**Short exercise:**
Convert the rows below into a Markdown table with two columns, No. and Line. Number each line in order and leave out any blank lines.

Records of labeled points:
━━━━━━━━━━━━━━━━━━━━

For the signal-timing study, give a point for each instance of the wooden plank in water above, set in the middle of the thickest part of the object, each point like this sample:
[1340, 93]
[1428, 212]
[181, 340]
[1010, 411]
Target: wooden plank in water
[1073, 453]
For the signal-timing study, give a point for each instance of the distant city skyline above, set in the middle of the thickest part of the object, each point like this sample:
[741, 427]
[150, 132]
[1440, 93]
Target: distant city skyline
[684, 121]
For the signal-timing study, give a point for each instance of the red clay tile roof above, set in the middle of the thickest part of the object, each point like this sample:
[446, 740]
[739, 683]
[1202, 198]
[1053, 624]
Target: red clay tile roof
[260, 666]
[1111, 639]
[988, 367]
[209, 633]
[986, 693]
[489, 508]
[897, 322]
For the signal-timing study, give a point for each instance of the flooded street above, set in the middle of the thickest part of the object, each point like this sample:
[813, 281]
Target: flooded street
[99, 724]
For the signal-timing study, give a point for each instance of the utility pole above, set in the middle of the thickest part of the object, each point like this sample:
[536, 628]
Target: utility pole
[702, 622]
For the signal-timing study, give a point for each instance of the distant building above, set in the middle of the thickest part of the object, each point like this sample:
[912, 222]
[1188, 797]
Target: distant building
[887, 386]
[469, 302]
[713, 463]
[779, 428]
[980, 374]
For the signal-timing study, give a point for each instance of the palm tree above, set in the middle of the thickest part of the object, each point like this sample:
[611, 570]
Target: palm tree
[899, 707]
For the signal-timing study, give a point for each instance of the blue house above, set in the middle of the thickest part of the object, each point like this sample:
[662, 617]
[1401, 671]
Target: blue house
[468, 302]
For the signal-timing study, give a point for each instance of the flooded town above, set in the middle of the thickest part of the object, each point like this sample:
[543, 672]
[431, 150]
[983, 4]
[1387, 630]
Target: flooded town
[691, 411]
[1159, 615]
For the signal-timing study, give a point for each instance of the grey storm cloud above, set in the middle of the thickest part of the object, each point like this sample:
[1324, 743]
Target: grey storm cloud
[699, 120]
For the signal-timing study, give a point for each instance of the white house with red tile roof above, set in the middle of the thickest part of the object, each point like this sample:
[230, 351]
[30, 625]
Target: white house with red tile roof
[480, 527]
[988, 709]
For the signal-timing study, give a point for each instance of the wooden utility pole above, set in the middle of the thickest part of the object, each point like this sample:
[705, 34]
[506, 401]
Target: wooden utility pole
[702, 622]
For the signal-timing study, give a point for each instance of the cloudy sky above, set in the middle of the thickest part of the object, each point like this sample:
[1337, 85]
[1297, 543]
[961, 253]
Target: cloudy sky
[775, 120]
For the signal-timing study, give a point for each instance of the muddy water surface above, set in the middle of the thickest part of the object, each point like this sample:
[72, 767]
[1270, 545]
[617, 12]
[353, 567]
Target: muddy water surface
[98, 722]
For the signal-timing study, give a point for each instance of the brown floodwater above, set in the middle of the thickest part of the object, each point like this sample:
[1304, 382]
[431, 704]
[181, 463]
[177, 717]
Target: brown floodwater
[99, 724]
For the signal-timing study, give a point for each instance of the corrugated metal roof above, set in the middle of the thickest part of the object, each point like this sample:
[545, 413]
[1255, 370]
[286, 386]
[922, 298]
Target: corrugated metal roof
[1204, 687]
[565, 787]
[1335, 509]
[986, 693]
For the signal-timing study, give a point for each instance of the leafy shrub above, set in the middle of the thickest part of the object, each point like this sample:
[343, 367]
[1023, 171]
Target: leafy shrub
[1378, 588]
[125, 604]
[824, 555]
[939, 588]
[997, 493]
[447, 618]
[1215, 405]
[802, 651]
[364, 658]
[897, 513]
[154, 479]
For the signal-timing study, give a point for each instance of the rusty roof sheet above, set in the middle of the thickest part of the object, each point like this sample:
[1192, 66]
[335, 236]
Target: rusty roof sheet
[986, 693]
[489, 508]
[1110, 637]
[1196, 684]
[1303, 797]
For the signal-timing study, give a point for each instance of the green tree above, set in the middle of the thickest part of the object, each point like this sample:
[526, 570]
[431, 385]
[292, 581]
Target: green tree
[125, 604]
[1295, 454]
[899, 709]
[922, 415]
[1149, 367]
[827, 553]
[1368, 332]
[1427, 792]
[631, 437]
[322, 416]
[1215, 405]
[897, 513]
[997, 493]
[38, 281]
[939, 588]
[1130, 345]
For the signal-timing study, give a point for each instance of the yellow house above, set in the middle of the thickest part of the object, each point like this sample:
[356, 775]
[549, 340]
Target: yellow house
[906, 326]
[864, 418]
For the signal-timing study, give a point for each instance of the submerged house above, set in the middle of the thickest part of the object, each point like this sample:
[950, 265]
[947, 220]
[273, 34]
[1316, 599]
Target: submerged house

━━━━━━━━━━━━━━━━━━━━

**Answer to the problem:**
| No. | Line |
|---|---|
| 1 | For the signal-timing study, give a point for each instance of the wooden plank in water above, set in the middle of the thickest part of the object, each point like this sample: |
| 2 | [1340, 93] |
| 3 | [1428, 212] |
| 4 | [181, 340] |
| 5 | [1010, 411] |
| 6 | Target: wooden plank in water |
| 7 | [1073, 453] |
| 8 | For the signal-timing study, give a point for each instance of the distant city skyline above, set in the middle of the thickest part of the object, each point like this sample: |
| 9 | [741, 427] |
| 10 | [150, 132] |
| 11 | [1440, 93] |
| 12 | Target: distant city skyline |
| 13 | [684, 121] |
| 14 | For the signal-timing study, give a point for each instance of the red clay tile roof above, set in the middle of the thickest part of the object, each point like this sample: |
| 15 | [446, 740] |
| 16 | [739, 683] |
| 17 | [1202, 198] |
| 18 | [1053, 624] |
| 19 | Target: red clay tile roof |
| 20 | [260, 666] |
| 21 | [1111, 639] |
| 22 | [988, 367] |
| 23 | [209, 633] |
| 24 | [986, 693] |
| 25 | [489, 508] |
| 26 | [897, 322] |
| 27 | For the signal-timing study, give a point for each instance of the flooded street above, set in the middle of the thickest part of the object, each point like this sample: |
| 28 | [813, 281] |
| 29 | Target: flooded street |
| 30 | [99, 724] |
| 31 | For the signal-timing study, give a point for each instance of the utility pole above, set in the middle of the thickest part of the object, each point like this sample: |
| 32 | [536, 628] |
| 33 | Target: utility pole |
| 34 | [702, 622] |
| 35 | For the signal-timing study, give a point for each instance of the distant building above, set in the middle of the thickest part of the object, each point like this sample: |
| 36 | [912, 222] |
| 37 | [1188, 797] |
| 38 | Target: distant building |
| 39 | [887, 386] |
| 40 | [469, 302] |
| 41 | [713, 463] |
| 42 | [779, 428] |
| 43 | [980, 374] |
| 44 | For the signal-timing study, give a point for each instance of the palm tree above, set in the middle of the thickest part of the object, each point like this sample: |
| 45 | [611, 570] |
| 46 | Target: palm tree |
| 47 | [899, 707] |
| 48 | For the signal-timing study, give a point for each instance of the blue house above, set in the middle of the thickest part of the object, each point like this sample: |
| 49 | [662, 617] |
| 50 | [1401, 671] |
| 51 | Target: blue house |
| 52 | [468, 302] |
| 53 | For the signal-timing study, give a point for each instance of the flooded town above, set in the middle of the thickest part of the object, each point like this sample: |
| 54 | [543, 672] |
| 55 | [431, 150] |
| 56 | [983, 4] |
| 57 | [1387, 630] |
| 58 | Target: flooded town |
| 59 | [691, 411] |
| 60 | [1159, 615] |
| 61 | For the signal-timing study, give a point for each instance of the grey storm cloud above, set in the middle of the thickest part of the object, each point like this sample: |
| 62 | [1324, 743] |
| 63 | Target: grey storm cloud |
| 64 | [699, 120] |
| 65 | For the signal-timing study, give a point for each instance of the white house with red tile roof above, set in the middle of the thickest part of the object, each point like this sample: |
| 66 | [230, 351] |
| 67 | [30, 625] |
| 68 | Target: white house with red tile roof |
| 69 | [480, 527] |
| 70 | [988, 709] |
| 71 | For the signal-timing study, give a point for each instance of the wooden utility pole above, set in the middle of the thickest part of the object, each point like this sample: |
| 72 | [705, 34] |
| 73 | [506, 401] |
| 74 | Target: wooden utility pole |
| 75 | [702, 622] |
| 76 | For the signal-timing study, give a point for each instance of the cloudy sky above, set in the middle of the thickest part of the object, each point like this sample: |
| 77 | [1337, 85] |
| 78 | [1297, 543] |
| 79 | [961, 253] |
| 80 | Target: cloudy sky |
| 81 | [775, 120] |
| 82 | For the signal-timing study, give a point for each instance of the muddy water surface above, set in the middle of the thickest part of the object, each point like this sample: |
| 83 | [72, 767] |
| 84 | [1270, 545] |
| 85 | [617, 12] |
| 86 | [353, 567] |
| 87 | Target: muddy water surface |
| 88 | [98, 722] |
| 89 | For the signal-timing study, give a point for each instance of the brown floodwater above, set in the middle of the thickest part of the object, each point like this sample: |
| 90 | [1304, 382] |
| 91 | [431, 704] |
| 92 | [181, 463] |
| 93 | [177, 717] |
| 94 | Target: brown floodwater |
| 95 | [99, 724] |
| 96 | For the signal-timing study, give a point for each instance of the corrugated metal roof above, set in the middle of the thickest part of the object, each point like this sample: |
| 97 | [545, 413] |
| 98 | [1255, 370] |
| 99 | [286, 386] |
| 100 | [922, 298] |
| 101 | Target: corrugated metal roof |
| 102 | [1204, 687] |
| 103 | [565, 787] |
| 104 | [1335, 509] |
| 105 | [986, 693] |
| 106 | For the signal-timing study, give a point for each instance of the leafy shrub above, set in the middle of the thickest part of the object, each point like this sample: |
| 107 | [343, 367] |
| 108 | [1023, 171] |
| 109 | Target: leafy shrub |
| 110 | [1378, 588] |
| 111 | [125, 604] |
| 112 | [824, 555] |
| 113 | [939, 588] |
| 114 | [997, 493] |
| 115 | [447, 618] |
| 116 | [1215, 405] |
| 117 | [802, 651] |
| 118 | [364, 658] |
| 119 | [897, 513] |
| 120 | [154, 479] |
| 121 | For the signal-timing study, give a point for each instance of the rusty roof sheet above, set in the middle of the thickest part of the object, each point like this sample: |
| 122 | [1192, 66] |
| 123 | [335, 236] |
| 124 | Target: rusty roof sheet |
| 125 | [986, 693] |
| 126 | [489, 508] |
| 127 | [1110, 637] |
| 128 | [1196, 684] |
| 129 | [1303, 797] |
| 130 | For the signal-timing study, give a point for each instance of the green tree above, set in the middle of the thickest part of the object, each point like this sample: |
| 131 | [526, 570] |
| 132 | [431, 385] |
| 133 | [292, 581] |
| 134 | Target: green tree |
| 135 | [125, 604] |
| 136 | [1295, 454] |
| 137 | [899, 709] |
| 138 | [922, 415] |
| 139 | [1149, 367] |
| 140 | [827, 553] |
| 141 | [1368, 332] |
| 142 | [1427, 792] |
| 143 | [631, 437] |
| 144 | [322, 416] |
| 145 | [1215, 405] |
| 146 | [897, 513] |
| 147 | [997, 493] |
| 148 | [38, 281] |
| 149 | [939, 588] |
| 150 | [1130, 345] |
| 151 | For the signal-timing study, give a point for each instance of the yellow house above, set in the middle of the thickest part of the object, each point like this sample: |
| 152 | [356, 775] |
| 153 | [549, 340] |
| 154 | Target: yellow house |
| 155 | [906, 326] |
| 156 | [864, 418] |
| 157 | For the signal-timing study, give a point for each instance of the submerged house above, set in the middle of the thickest part of the object, each point like this sample: |
| 158 | [950, 265] |
| 159 | [947, 220] |
| 160 | [273, 34] |
| 161 | [1316, 599] |
| 162 | Target: submerged house |